Exercise aim:
Rewrite everything from "Granted that in" down to "dumb, and blind." in the piece on unity among Kashmir's leaders, swapping "six decades" for "seven decades".

-------- Provided passage

To our leaders and politicians: a lesson to learn

As an academician and a mother of a four-year old, I discovered that children learn things better if you provide them with illustrations. The same principle applies to adults as well. But in being able to learn things, adults have an advantage, and that is their experience. However, there are some “adults” who simply refuse to learn anything no matter what. That seems to be the case with our leaders and politicians who have proved absolutely incapable of learning this simple lesson – that of “strength in unity”. Therefore, I would like to read them this story today which I had learnt several years ago when I was a child:

Once upon a time, a flock of doves was trapped in a net by a hunter. The doves desperately fluttered their wings for a while in order to escape but to no avail. Fortunately, the doves had a wise leader who told them that there was strength in unity and advised them to fly up together holding on to the net. The doves followed the advice and were able to carry the net along with them. While the doves were flying in the sky carrying the net, the hunter looked in astonishment.    

A very simple story with a wonderful lesson to learn! I wonder how long it will take for our leaders to learn this lesson.

Granted that in an era of (so-called) “democracy”, every opinion has a right and potential to express itself. We (Kashmiris) have heard a number of voices over the past six decades, and, more so, over the past twenty years. The numbers are so overwhelmingly large that perhaps our auditory system is desensitized by now, which is probably why we do not care as much anymore. Or, perhaps, since there are too many things to worry about, we have chosen to be deaf, dumb, and blind.

After a handful of two decades of continued political unrest and the persisting deadlock on the issue of Kashmir, instead of extending its credentials with sincerity and responsibility, the All Party Hurriyat Conference (APHC), like our political parties, has all but tangled itself in its war of ideologies and opinions. I remember, in 2003, many people were taken aback when APHC had officially split into the so-called “M” and “A” (and now “G”) denominations. The conflict had been simmering within the conglomerate for quite a while and even reached a stage where the members of the two factions crossed all limits of political etiquette and indulged in personal abuse and mud-slinging, let alone emerging with a unified agenda. Time and again, we have hoped for a long awaited compromise between the two, just as we have prayed for a negotiated settlement on the Kashmir dispute between India and Pakistan. It is the year 2009 now and we have seen several ups and downs with regard to the issue of Kashmir; yet owing to the factional politics of our leadership, we have failed to achieve any consensus on a political agenda.

----------------
-------- Supplied material

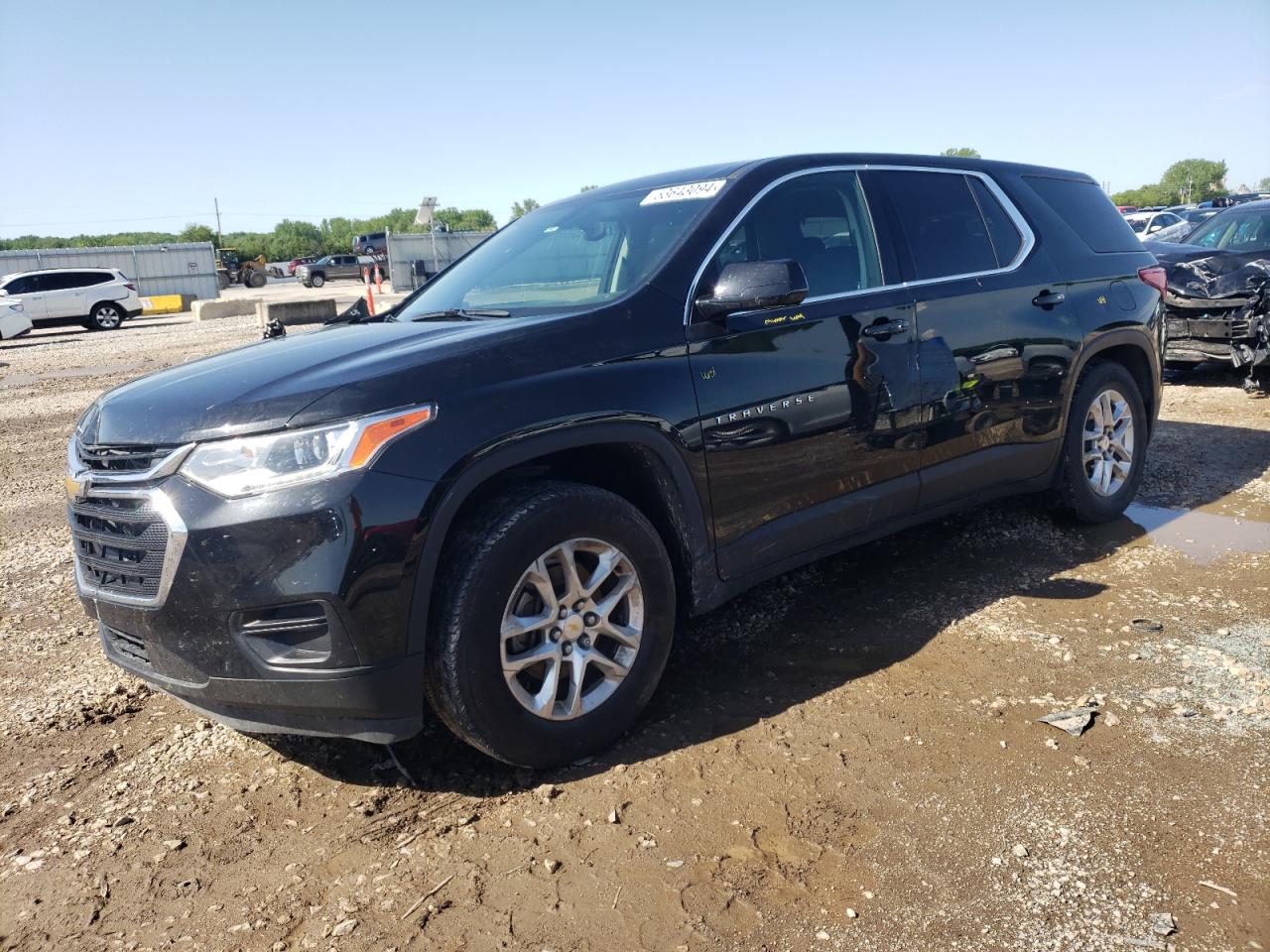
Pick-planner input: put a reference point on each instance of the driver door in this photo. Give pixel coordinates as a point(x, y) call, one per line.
point(810, 414)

----------------

Task output:
Granted that in an era of (so-called) “democracy”, every opinion has a right and potential to express itself. We (Kashmiris) have heard a number of voices over the past seven decades, and, more so, over the past twenty years. The numbers are so overwhelmingly large that perhaps our auditory system is desensitized by now, which is probably why we do not care as much anymore. Or, perhaps, since there are too many things to worry about, we have chosen to be deaf, dumb, and blind.